Lay out the following entries as a two-column CSV with the header instruction,output, with one row per entry. Place each entry's text in a single quoted field under instruction and its answer in a single quoted field under output, and replace every line break with a space.

(Dataset rows)
——————

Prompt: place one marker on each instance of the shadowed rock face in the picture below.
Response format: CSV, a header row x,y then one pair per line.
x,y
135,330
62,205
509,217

——————

Solution to this task.
instruction,output
"Prompt: place one marker on each instance of the shadowed rock face in the picture below. Response format: CSV, a header row x,y then one pair per line.","x,y 135,330 62,205 509,217"